┌────────

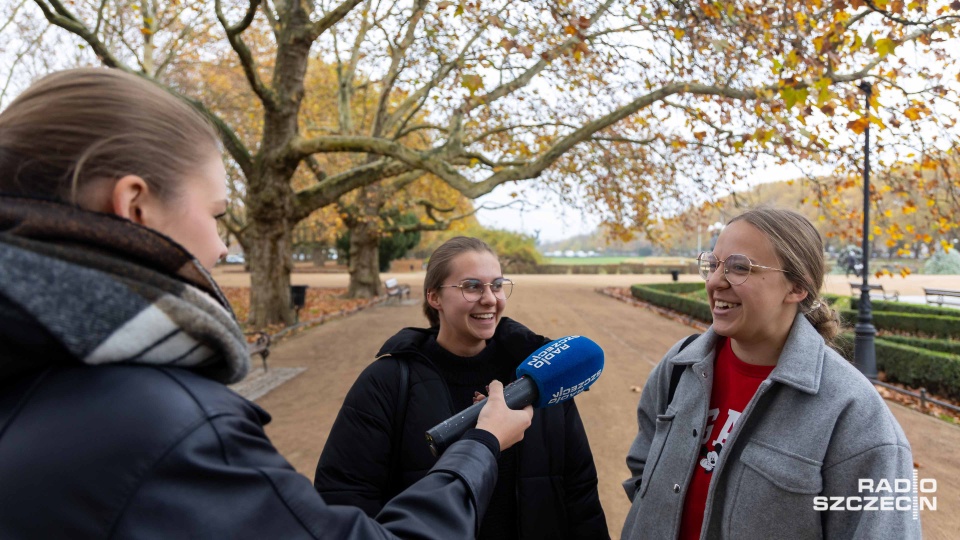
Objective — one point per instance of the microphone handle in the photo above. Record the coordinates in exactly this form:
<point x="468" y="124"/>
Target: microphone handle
<point x="517" y="394"/>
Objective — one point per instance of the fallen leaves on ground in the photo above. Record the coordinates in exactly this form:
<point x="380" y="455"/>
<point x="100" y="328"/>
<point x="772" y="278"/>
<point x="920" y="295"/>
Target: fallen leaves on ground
<point x="320" y="302"/>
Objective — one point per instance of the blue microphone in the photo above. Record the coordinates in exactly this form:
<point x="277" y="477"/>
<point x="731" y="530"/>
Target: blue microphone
<point x="556" y="372"/>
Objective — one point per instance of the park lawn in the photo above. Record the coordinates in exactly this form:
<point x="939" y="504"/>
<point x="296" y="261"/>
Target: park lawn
<point x="618" y="260"/>
<point x="592" y="260"/>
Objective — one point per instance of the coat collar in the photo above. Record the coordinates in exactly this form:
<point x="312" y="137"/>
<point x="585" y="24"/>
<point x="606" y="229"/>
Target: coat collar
<point x="800" y="364"/>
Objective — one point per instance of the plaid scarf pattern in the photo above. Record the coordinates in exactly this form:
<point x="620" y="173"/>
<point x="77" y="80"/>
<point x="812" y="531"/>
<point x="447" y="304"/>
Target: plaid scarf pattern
<point x="112" y="292"/>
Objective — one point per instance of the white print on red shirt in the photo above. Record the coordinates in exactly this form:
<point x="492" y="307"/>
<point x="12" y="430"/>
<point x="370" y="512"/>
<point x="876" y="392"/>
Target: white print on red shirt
<point x="712" y="457"/>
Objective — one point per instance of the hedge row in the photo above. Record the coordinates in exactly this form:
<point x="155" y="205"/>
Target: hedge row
<point x="938" y="345"/>
<point x="936" y="371"/>
<point x="655" y="294"/>
<point x="685" y="287"/>
<point x="911" y="323"/>
<point x="903" y="307"/>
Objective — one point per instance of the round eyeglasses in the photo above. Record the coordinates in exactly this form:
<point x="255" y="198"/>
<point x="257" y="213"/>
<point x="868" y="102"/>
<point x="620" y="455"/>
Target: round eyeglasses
<point x="736" y="267"/>
<point x="472" y="289"/>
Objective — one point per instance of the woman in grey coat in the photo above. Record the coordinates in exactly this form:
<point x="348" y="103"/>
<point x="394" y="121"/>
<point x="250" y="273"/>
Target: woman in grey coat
<point x="758" y="428"/>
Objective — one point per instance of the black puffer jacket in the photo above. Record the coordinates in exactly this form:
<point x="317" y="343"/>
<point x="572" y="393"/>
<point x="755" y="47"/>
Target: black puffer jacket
<point x="101" y="437"/>
<point x="557" y="480"/>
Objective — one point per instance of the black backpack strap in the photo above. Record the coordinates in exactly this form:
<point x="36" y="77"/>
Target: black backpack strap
<point x="678" y="369"/>
<point x="396" y="438"/>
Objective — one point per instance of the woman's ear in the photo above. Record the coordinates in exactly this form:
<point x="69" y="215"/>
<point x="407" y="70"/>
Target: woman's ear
<point x="129" y="197"/>
<point x="434" y="299"/>
<point x="796" y="295"/>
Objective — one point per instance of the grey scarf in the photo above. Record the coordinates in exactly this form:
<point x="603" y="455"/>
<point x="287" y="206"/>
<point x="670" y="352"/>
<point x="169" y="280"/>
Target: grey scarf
<point x="110" y="291"/>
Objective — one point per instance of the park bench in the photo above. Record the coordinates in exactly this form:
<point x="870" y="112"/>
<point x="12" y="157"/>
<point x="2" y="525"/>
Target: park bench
<point x="939" y="296"/>
<point x="261" y="346"/>
<point x="855" y="290"/>
<point x="396" y="290"/>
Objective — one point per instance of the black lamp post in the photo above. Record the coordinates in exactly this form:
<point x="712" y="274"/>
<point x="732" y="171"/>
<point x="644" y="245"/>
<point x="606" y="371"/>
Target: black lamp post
<point x="864" y="354"/>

└────────

**Task instructions:**
Everything from the line containing "Objective — one point per instance of the park bench" through the last line above should be copied exactly, please, with nothing added.

**Finished exercise:**
Objective — one point per instance of the park bench in the photo above. Record the coordinates in exactly this form:
<point x="870" y="112"/>
<point x="12" y="157"/>
<point x="2" y="525"/>
Target: park bench
<point x="939" y="296"/>
<point x="261" y="346"/>
<point x="855" y="290"/>
<point x="396" y="290"/>
Objective — one point per instance of the black lamp post in the photo above. Record the coordinates in exactly this form:
<point x="712" y="274"/>
<point x="732" y="171"/>
<point x="644" y="245"/>
<point x="606" y="371"/>
Target: black lamp post
<point x="864" y="354"/>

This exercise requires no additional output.